Aim of the exercise: Determine the number of lines in the data below that hold "motorcycle"; give nothing but that number.

Dataset excerpts:

◇ ◇ ◇

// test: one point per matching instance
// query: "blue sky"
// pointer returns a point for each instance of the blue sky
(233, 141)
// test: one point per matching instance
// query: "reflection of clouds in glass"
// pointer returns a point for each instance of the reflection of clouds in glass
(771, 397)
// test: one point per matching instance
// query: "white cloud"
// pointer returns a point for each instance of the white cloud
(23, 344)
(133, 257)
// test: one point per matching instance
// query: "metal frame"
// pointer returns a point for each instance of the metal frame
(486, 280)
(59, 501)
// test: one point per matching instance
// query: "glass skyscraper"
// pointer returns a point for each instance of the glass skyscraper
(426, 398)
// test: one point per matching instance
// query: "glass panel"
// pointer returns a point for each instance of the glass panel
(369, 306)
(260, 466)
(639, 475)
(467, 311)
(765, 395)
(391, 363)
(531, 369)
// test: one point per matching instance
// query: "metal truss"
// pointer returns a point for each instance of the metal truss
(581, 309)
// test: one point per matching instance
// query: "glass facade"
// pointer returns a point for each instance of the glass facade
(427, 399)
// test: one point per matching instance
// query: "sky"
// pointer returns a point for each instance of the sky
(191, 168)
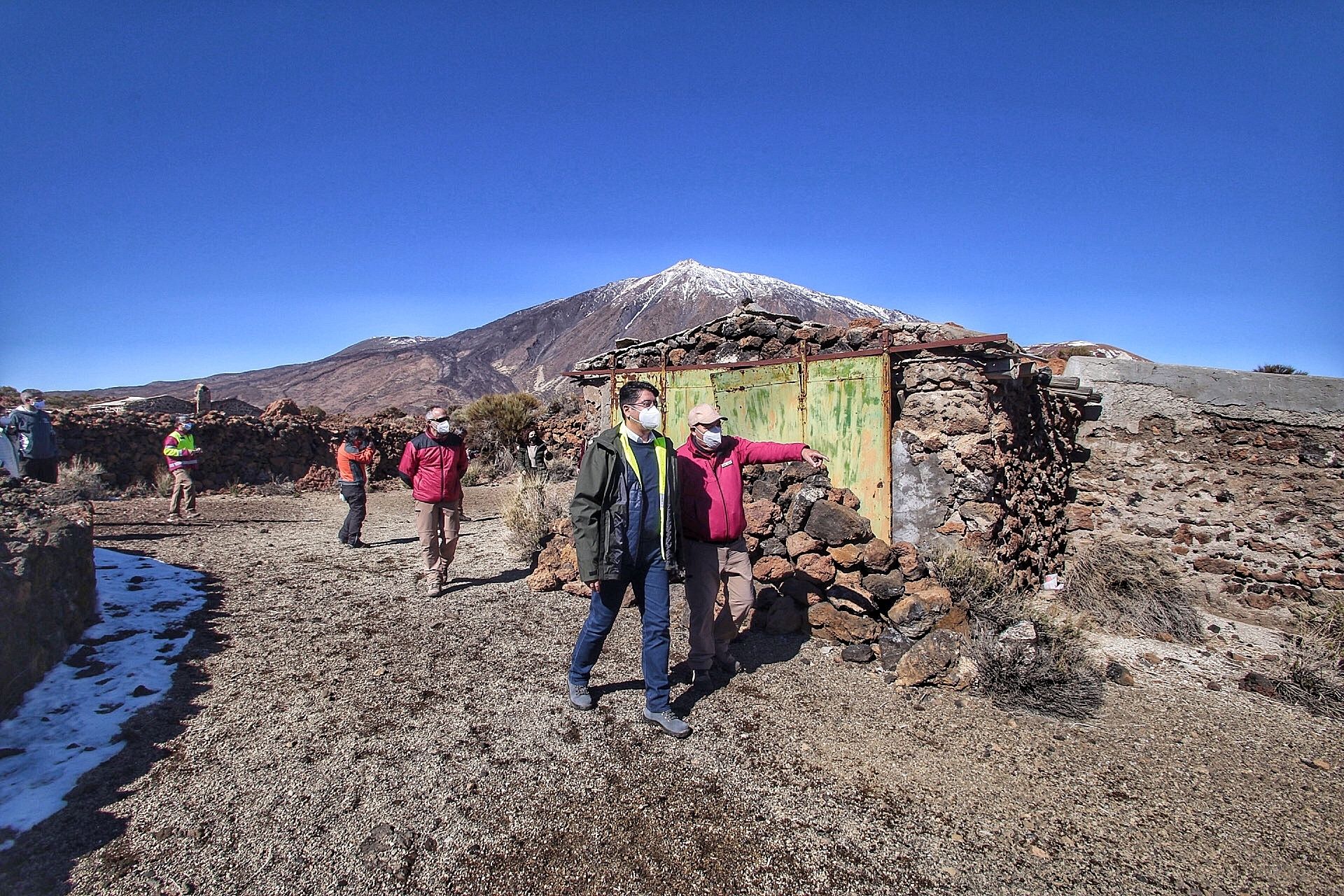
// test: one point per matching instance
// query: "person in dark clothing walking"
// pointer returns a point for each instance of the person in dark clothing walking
(433, 465)
(626, 514)
(34, 438)
(353, 460)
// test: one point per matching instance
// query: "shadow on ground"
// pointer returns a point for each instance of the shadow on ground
(42, 860)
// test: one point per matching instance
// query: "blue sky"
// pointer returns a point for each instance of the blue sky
(195, 188)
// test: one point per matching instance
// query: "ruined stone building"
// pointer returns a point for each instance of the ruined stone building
(940, 437)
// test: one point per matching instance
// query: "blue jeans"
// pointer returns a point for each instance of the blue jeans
(651, 596)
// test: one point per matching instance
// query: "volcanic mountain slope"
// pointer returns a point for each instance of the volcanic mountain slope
(526, 349)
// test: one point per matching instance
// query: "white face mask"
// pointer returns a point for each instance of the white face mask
(651, 418)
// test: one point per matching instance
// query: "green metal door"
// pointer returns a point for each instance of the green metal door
(683, 391)
(761, 402)
(848, 419)
(679, 391)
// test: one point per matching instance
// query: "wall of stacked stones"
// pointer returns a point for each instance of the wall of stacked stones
(48, 587)
(1240, 476)
(280, 447)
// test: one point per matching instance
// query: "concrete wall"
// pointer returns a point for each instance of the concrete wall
(1238, 475)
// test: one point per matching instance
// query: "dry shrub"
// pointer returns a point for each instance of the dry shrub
(1327, 629)
(276, 486)
(528, 516)
(1056, 676)
(479, 472)
(1313, 684)
(78, 480)
(1133, 590)
(163, 481)
(979, 583)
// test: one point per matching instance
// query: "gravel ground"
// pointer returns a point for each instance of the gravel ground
(335, 731)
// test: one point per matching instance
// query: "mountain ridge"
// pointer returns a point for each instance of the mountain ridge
(526, 349)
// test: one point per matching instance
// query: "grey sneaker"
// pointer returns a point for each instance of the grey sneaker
(729, 666)
(668, 723)
(581, 697)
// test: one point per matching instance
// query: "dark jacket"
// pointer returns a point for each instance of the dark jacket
(351, 463)
(711, 484)
(33, 435)
(433, 465)
(601, 511)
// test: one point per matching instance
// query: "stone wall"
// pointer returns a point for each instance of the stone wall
(820, 571)
(1240, 476)
(981, 463)
(48, 587)
(279, 447)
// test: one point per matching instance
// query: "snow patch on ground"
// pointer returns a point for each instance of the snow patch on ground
(69, 722)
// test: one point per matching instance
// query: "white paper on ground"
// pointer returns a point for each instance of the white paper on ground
(67, 722)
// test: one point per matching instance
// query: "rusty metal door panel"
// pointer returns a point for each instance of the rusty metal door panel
(683, 391)
(761, 402)
(848, 419)
(622, 379)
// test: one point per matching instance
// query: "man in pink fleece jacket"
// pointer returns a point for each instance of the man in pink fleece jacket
(713, 522)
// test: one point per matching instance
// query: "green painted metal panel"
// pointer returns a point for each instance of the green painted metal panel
(840, 406)
(761, 402)
(848, 419)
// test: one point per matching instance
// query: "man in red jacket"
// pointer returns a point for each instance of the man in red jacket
(713, 522)
(433, 465)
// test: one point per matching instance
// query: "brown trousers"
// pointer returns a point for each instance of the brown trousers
(437, 527)
(183, 493)
(706, 567)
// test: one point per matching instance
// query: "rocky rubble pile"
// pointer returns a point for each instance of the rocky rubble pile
(822, 571)
(753, 333)
(48, 587)
(281, 447)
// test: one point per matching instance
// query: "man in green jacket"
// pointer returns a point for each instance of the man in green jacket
(628, 532)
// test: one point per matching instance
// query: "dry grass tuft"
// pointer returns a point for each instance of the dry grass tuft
(1132, 590)
(979, 583)
(528, 514)
(1327, 629)
(1056, 676)
(78, 480)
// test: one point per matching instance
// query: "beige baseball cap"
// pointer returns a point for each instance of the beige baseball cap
(705, 414)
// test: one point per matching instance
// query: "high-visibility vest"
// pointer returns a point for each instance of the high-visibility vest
(660, 451)
(186, 442)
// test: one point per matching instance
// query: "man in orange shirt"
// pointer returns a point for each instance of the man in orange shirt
(353, 460)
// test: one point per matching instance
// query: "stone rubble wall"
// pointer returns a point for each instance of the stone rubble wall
(1240, 476)
(981, 464)
(820, 571)
(283, 445)
(48, 587)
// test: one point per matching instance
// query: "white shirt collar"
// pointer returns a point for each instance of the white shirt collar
(626, 433)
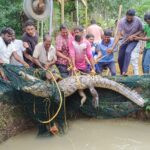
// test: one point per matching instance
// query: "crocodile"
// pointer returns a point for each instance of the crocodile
(70, 85)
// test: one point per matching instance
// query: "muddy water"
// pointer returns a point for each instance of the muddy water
(88, 135)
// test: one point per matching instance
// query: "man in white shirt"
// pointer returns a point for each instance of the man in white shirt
(19, 49)
(7, 48)
(44, 57)
(96, 30)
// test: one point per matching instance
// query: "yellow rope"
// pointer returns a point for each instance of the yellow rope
(61, 101)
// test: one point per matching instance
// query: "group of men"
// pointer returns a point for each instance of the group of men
(92, 52)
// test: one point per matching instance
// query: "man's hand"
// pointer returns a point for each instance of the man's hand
(69, 60)
(131, 38)
(46, 66)
(75, 69)
(1, 61)
(93, 72)
(26, 65)
(110, 51)
(25, 44)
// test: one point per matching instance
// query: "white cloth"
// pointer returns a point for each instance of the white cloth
(40, 53)
(6, 51)
(135, 59)
(19, 49)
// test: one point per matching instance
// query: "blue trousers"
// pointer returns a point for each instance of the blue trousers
(146, 61)
(125, 55)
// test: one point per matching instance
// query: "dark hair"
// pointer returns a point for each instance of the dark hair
(93, 21)
(63, 26)
(89, 36)
(8, 30)
(45, 36)
(108, 32)
(79, 28)
(147, 16)
(29, 23)
(131, 12)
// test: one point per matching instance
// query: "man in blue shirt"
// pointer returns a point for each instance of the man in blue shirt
(106, 59)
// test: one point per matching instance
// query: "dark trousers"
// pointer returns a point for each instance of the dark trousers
(146, 61)
(63, 70)
(125, 55)
(110, 65)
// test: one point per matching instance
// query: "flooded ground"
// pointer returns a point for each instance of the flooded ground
(88, 135)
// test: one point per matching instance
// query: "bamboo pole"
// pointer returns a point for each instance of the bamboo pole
(77, 11)
(42, 30)
(62, 11)
(86, 13)
(119, 16)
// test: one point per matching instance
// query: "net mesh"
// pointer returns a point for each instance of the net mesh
(112, 104)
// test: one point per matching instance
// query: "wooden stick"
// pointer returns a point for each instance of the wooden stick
(62, 11)
(119, 16)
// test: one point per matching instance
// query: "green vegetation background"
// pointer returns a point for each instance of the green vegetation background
(104, 11)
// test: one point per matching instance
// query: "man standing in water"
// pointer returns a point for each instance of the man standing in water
(80, 51)
(129, 27)
(96, 30)
(30, 40)
(62, 51)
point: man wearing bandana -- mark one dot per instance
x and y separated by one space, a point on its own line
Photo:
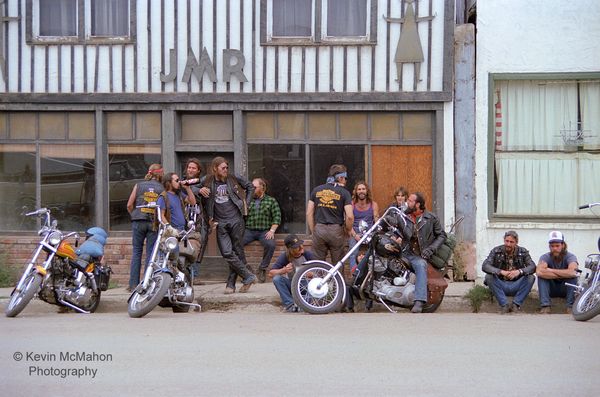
329 215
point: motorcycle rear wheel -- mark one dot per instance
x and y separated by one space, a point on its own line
18 301
142 304
587 305
327 303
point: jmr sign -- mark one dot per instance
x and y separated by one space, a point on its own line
233 65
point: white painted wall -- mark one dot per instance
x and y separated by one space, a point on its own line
152 60
515 36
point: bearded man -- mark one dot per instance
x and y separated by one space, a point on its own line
554 270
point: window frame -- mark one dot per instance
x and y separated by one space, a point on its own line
84 28
491 147
318 28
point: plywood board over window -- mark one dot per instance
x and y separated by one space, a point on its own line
408 166
207 127
260 126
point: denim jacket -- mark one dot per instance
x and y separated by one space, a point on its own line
497 260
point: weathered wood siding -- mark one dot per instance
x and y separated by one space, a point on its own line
165 26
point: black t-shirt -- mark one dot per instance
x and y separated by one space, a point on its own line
225 209
330 200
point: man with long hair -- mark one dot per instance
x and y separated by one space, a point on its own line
554 270
142 220
364 209
228 199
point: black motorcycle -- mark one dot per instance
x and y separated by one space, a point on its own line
383 275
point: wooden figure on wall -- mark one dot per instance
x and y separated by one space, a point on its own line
409 48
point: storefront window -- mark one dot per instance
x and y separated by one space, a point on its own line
17 186
68 184
128 165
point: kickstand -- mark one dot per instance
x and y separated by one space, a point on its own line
387 307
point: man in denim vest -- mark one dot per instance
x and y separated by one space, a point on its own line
510 270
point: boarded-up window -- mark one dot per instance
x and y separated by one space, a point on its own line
207 127
353 126
322 126
82 125
291 125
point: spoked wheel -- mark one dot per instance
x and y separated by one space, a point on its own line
587 305
19 300
314 299
142 303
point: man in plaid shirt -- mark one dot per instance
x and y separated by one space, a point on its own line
264 216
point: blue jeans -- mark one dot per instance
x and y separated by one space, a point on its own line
556 288
268 245
419 266
283 285
141 230
519 288
351 243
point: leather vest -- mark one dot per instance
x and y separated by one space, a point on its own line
147 191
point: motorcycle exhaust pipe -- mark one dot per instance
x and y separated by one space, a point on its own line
80 310
363 285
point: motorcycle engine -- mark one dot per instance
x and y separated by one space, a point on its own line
183 291
393 281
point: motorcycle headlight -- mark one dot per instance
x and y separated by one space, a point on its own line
171 243
55 238
591 262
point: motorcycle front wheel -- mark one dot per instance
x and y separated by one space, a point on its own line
312 299
587 305
142 303
19 300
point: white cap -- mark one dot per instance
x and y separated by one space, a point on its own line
556 237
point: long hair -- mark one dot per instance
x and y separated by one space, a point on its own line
355 193
420 199
212 173
195 161
167 181
155 171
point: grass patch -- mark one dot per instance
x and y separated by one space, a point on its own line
477 295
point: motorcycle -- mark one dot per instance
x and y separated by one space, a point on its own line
383 275
168 277
587 302
67 277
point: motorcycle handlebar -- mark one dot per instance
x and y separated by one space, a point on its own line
590 205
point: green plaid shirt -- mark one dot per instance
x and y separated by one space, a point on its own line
265 216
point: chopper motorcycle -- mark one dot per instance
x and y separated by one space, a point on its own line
167 279
68 277
383 275
587 301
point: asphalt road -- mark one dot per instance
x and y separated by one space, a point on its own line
273 354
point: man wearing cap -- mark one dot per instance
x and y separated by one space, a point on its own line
329 215
284 268
142 228
509 269
554 270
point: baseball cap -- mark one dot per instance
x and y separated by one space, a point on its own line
556 237
293 241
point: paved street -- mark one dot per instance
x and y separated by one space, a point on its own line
262 353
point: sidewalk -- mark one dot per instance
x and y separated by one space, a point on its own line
264 298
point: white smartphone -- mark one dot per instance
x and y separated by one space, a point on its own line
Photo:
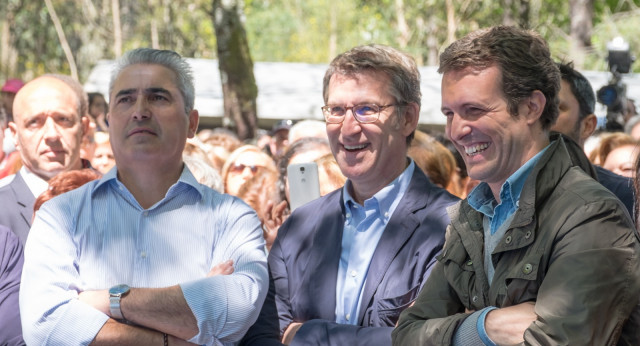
304 185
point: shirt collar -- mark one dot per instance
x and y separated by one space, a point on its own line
35 184
186 178
388 197
481 198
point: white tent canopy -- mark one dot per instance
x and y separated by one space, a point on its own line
294 90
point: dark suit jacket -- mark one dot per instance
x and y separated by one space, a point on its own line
304 261
11 260
17 207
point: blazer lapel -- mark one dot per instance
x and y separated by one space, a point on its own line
24 197
322 268
399 229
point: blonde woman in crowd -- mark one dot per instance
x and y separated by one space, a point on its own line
435 160
242 164
103 159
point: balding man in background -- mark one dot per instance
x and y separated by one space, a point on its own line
48 124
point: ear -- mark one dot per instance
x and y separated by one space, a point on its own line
588 126
533 106
14 133
409 120
194 118
85 123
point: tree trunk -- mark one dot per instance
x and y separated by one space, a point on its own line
403 28
63 39
507 13
581 14
333 31
236 68
8 54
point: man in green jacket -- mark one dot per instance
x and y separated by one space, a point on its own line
539 252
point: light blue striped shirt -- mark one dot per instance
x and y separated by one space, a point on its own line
98 236
363 228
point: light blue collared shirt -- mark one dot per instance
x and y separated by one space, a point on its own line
98 236
363 228
481 198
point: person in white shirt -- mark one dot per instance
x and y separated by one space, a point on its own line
132 258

◇ ◇ ◇

Task output: 9